### What the task requires
Go through the listing below and output exactly the line with "negative clicks: (308, 171)", the line with "positive clicks: (255, 277)", and each line between; omit the rest.

--*--

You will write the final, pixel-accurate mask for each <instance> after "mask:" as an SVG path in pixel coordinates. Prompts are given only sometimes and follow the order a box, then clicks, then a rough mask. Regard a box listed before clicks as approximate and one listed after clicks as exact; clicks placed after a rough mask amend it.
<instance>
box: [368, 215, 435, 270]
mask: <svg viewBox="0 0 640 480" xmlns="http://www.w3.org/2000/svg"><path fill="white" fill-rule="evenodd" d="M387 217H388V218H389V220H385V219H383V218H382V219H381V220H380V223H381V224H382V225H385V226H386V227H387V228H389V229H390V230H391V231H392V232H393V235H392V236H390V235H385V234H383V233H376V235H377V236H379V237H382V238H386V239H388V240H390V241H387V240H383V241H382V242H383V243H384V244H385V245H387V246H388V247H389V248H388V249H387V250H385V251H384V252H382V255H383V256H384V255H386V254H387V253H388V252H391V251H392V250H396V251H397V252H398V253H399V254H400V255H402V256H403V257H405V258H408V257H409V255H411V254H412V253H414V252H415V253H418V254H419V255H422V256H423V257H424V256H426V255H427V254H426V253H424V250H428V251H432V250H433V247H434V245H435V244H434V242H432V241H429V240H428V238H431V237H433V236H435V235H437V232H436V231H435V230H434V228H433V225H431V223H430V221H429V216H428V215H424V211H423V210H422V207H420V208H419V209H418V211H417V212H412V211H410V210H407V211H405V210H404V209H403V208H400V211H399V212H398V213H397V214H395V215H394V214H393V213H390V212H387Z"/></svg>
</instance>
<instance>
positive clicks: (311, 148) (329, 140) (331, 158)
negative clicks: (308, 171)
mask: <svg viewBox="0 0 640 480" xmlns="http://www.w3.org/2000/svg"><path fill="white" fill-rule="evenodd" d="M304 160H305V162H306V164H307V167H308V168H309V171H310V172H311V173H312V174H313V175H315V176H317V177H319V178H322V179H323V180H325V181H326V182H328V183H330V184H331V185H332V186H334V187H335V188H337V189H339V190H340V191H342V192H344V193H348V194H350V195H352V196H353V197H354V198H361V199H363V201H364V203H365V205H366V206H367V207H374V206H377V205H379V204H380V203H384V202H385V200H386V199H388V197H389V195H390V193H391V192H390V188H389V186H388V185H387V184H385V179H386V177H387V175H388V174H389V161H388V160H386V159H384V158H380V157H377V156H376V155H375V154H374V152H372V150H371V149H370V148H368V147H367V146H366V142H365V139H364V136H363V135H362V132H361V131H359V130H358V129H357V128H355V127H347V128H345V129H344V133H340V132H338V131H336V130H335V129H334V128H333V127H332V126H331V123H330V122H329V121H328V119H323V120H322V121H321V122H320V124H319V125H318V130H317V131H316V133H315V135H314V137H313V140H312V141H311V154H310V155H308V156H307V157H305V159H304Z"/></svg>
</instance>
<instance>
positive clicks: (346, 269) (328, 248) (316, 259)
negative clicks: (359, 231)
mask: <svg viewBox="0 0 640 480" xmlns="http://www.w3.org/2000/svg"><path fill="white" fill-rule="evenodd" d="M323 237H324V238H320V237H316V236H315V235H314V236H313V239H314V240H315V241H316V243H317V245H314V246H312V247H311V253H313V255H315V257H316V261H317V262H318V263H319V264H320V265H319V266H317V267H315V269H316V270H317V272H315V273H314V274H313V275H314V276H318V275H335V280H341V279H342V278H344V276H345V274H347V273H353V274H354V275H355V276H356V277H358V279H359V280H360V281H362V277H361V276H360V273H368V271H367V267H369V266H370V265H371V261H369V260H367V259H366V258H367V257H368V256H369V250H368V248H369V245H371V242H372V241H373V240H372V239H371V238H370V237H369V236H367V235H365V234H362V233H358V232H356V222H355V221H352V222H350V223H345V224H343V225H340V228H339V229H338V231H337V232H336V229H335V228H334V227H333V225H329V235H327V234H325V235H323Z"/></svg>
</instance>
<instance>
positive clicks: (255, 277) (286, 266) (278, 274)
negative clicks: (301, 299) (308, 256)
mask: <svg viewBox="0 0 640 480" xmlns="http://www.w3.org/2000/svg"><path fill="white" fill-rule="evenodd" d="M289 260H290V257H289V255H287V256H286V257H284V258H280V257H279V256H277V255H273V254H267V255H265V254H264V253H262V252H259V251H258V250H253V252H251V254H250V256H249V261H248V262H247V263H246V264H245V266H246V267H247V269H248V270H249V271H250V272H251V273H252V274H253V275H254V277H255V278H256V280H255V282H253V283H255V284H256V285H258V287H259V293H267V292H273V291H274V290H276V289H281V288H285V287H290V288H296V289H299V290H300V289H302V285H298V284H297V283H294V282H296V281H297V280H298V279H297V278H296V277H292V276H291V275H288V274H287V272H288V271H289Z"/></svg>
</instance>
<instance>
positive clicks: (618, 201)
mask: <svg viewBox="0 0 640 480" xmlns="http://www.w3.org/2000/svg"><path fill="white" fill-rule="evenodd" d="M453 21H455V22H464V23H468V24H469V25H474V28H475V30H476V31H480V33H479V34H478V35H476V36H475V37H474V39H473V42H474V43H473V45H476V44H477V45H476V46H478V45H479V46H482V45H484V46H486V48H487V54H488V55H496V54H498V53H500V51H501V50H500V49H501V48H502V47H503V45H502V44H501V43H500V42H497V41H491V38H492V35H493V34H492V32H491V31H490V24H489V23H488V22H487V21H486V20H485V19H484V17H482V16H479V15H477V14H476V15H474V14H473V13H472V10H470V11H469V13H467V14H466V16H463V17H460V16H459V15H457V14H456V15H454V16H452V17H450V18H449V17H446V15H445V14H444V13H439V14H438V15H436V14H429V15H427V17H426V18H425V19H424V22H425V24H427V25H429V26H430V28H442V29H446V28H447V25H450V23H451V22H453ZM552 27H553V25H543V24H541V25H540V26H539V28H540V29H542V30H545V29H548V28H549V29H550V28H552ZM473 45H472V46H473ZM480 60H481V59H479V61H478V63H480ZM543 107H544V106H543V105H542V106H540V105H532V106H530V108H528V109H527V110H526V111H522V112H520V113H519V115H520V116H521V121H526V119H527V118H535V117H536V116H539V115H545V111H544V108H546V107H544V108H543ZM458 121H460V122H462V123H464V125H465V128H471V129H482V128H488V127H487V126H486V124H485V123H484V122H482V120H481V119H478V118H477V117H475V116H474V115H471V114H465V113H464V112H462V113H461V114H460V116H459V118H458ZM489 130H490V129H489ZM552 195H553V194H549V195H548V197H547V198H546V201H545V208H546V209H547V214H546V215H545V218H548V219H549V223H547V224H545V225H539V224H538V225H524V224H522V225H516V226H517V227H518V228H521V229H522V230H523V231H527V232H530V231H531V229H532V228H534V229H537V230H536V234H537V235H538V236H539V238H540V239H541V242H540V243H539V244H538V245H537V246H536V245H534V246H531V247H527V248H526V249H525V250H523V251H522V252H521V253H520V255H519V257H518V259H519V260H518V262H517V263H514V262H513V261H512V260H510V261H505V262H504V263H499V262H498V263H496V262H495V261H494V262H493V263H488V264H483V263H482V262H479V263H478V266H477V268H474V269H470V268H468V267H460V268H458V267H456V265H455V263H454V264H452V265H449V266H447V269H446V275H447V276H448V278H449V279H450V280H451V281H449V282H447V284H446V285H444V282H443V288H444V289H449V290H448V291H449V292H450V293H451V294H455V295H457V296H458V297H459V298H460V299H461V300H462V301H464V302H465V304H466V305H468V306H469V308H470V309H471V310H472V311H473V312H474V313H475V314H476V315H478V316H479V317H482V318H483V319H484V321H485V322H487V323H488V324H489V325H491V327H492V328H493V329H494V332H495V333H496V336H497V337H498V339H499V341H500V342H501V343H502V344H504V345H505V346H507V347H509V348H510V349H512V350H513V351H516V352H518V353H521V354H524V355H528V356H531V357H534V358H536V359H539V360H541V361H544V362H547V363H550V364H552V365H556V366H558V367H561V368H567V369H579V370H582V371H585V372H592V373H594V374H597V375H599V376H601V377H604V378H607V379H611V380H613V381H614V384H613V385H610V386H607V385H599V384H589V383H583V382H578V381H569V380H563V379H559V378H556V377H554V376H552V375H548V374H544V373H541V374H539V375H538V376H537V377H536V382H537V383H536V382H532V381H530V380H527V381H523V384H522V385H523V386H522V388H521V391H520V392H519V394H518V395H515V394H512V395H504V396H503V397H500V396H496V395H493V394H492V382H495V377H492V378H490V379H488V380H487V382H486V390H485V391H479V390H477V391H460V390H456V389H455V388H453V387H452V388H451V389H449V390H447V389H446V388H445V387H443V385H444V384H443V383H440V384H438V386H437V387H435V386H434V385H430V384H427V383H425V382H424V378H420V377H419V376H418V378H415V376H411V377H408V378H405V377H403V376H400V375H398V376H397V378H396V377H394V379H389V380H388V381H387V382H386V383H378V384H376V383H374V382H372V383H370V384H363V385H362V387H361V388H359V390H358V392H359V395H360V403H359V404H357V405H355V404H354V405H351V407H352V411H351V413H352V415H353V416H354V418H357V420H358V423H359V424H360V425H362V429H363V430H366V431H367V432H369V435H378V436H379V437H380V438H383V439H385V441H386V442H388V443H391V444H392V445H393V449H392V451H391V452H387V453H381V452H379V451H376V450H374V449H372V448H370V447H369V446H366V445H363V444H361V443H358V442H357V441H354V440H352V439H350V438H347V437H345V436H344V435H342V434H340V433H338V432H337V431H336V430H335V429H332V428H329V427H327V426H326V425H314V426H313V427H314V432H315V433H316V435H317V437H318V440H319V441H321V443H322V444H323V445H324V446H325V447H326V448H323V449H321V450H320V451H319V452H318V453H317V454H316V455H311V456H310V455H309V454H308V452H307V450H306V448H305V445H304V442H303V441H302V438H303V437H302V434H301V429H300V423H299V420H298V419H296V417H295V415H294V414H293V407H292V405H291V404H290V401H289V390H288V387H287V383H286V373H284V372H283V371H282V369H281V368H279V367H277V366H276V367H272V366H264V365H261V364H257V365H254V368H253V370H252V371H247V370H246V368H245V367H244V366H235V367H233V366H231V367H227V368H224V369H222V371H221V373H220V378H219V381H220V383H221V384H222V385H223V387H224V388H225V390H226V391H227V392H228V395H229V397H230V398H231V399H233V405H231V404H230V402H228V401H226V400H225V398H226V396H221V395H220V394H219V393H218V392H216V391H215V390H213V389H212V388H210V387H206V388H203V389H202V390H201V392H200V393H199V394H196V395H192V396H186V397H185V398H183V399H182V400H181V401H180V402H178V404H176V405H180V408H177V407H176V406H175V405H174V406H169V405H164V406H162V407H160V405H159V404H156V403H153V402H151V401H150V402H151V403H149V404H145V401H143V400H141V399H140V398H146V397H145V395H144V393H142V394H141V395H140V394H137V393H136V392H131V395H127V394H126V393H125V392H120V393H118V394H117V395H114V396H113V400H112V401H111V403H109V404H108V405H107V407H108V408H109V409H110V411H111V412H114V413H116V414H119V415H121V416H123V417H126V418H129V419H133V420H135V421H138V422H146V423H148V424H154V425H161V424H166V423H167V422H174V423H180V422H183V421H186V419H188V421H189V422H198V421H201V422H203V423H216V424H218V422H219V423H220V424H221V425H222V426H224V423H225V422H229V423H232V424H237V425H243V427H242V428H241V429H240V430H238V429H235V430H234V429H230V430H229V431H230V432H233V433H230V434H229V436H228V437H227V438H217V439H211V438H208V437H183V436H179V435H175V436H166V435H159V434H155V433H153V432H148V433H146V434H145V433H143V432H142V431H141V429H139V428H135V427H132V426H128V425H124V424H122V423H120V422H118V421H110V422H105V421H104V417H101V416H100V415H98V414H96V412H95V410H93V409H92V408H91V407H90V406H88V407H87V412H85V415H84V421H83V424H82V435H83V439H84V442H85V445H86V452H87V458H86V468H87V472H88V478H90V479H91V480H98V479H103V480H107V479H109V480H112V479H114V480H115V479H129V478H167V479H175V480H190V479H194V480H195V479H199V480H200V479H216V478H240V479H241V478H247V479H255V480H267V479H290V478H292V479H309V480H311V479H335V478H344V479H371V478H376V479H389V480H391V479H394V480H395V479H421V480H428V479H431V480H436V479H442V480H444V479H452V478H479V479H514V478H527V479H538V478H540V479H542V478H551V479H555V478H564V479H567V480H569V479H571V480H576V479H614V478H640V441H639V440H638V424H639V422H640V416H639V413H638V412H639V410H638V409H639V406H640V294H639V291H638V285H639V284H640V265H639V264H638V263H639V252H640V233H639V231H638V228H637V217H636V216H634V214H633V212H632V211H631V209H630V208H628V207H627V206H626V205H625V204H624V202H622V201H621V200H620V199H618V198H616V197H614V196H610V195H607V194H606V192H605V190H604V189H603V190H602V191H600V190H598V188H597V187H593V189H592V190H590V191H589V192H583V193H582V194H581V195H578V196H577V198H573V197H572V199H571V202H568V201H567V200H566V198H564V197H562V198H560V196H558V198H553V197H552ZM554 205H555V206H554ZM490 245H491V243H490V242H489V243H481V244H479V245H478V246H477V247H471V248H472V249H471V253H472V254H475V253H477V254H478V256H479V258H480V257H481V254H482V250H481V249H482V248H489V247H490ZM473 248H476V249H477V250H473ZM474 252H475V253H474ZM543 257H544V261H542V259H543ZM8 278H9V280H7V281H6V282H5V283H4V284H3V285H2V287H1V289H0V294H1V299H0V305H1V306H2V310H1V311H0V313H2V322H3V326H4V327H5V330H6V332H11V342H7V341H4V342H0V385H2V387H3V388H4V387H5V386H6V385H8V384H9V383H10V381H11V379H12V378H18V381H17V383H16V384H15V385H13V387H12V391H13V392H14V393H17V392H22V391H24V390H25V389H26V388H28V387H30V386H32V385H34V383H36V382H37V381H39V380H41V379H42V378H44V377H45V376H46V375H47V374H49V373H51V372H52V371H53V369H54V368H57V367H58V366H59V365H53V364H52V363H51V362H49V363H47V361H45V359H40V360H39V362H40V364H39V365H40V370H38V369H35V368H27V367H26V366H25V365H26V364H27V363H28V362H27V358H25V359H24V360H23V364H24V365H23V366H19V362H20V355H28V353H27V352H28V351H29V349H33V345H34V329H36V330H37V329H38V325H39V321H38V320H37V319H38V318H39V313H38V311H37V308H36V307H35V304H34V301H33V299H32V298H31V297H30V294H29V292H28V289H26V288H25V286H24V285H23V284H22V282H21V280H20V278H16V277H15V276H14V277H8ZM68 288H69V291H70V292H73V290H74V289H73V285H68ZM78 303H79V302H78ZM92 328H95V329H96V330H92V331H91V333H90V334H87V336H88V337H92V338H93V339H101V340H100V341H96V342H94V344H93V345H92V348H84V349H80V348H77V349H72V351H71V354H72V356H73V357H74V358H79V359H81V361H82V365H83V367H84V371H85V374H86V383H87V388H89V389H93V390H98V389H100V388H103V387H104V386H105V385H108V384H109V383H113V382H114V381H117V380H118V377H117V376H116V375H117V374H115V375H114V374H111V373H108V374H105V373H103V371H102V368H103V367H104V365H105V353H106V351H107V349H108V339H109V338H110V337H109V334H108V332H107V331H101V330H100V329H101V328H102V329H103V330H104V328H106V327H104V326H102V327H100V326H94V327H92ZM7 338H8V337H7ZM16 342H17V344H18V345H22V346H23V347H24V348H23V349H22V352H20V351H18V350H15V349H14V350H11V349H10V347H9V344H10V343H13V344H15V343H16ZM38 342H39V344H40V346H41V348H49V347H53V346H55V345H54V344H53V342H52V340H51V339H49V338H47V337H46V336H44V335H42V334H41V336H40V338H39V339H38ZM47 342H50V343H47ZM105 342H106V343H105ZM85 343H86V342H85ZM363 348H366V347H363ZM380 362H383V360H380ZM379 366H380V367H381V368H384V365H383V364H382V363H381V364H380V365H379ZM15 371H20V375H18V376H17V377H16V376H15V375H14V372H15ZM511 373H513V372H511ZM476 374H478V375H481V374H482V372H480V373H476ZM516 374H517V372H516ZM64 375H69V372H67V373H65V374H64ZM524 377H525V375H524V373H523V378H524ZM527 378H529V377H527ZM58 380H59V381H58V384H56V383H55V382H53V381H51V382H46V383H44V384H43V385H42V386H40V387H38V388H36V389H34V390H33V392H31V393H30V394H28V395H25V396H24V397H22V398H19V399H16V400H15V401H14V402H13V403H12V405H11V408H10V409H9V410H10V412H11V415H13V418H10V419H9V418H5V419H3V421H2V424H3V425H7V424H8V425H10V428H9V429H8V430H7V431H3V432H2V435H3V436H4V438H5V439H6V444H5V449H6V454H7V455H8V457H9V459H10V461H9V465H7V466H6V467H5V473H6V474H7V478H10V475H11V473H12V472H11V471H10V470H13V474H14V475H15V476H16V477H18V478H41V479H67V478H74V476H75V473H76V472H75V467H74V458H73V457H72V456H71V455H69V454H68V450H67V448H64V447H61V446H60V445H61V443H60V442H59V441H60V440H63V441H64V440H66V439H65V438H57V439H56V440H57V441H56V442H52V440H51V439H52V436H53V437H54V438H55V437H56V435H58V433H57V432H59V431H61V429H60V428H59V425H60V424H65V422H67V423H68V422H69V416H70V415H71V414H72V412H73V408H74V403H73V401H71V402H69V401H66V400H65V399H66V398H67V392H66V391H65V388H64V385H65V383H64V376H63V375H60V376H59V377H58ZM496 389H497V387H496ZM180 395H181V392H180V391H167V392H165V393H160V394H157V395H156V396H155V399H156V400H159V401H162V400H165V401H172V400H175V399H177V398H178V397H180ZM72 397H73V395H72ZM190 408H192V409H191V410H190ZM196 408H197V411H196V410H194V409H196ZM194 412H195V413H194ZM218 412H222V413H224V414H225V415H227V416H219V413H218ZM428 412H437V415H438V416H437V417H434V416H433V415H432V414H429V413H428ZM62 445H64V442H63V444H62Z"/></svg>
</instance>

--*--

### Exercise response
negative clicks: (308, 171)
mask: <svg viewBox="0 0 640 480" xmlns="http://www.w3.org/2000/svg"><path fill="white" fill-rule="evenodd" d="M304 160H305V162H306V164H307V167H308V168H309V171H310V172H311V173H312V174H313V175H315V176H317V177H319V178H322V179H323V180H325V181H326V182H328V183H330V184H331V185H332V186H334V187H335V188H337V189H339V190H340V191H342V192H344V193H348V194H350V195H352V196H353V197H354V198H361V199H363V201H364V203H365V205H366V206H367V207H374V206H377V205H379V204H380V203H384V202H385V200H386V199H388V197H389V195H390V193H391V192H390V188H389V186H388V185H387V184H385V179H386V177H387V175H388V174H389V161H388V160H386V159H384V158H380V157H377V156H376V155H375V154H374V152H372V150H371V149H370V148H368V147H367V146H366V142H365V139H364V136H363V135H362V132H361V131H359V130H358V129H357V128H355V127H347V128H345V129H344V133H340V132H338V131H336V130H335V129H334V128H333V127H332V126H331V123H330V122H329V121H328V119H323V120H322V121H321V122H320V124H319V125H318V130H317V131H316V133H315V135H314V137H313V140H312V141H311V154H310V155H308V156H307V157H305V159H304Z"/></svg>
</instance>
<instance>
positive clicks: (346, 269) (328, 248) (316, 259)
negative clicks: (359, 231)
mask: <svg viewBox="0 0 640 480" xmlns="http://www.w3.org/2000/svg"><path fill="white" fill-rule="evenodd" d="M323 237H324V238H320V237H316V236H315V235H314V236H313V239H314V240H315V241H316V243H317V245H314V246H312V247H311V253H313V255H315V257H316V261H317V262H318V263H319V264H320V265H319V266H317V267H315V269H316V270H317V272H315V273H314V274H313V275H314V276H318V275H335V280H341V279H342V278H344V276H345V274H347V273H353V274H354V275H355V276H356V277H358V279H359V280H360V281H362V277H361V276H360V273H368V271H367V267H369V266H370V265H371V261H369V260H367V259H366V258H367V257H368V256H369V250H368V248H369V245H371V242H372V241H373V240H372V239H371V238H370V237H369V236H367V235H365V234H362V233H358V232H356V222H355V221H352V222H350V223H345V224H343V225H340V228H339V229H338V231H337V232H336V229H335V228H334V227H333V225H329V235H327V234H325V235H323Z"/></svg>
</instance>
<instance>
positive clicks: (255, 277) (286, 266) (278, 274)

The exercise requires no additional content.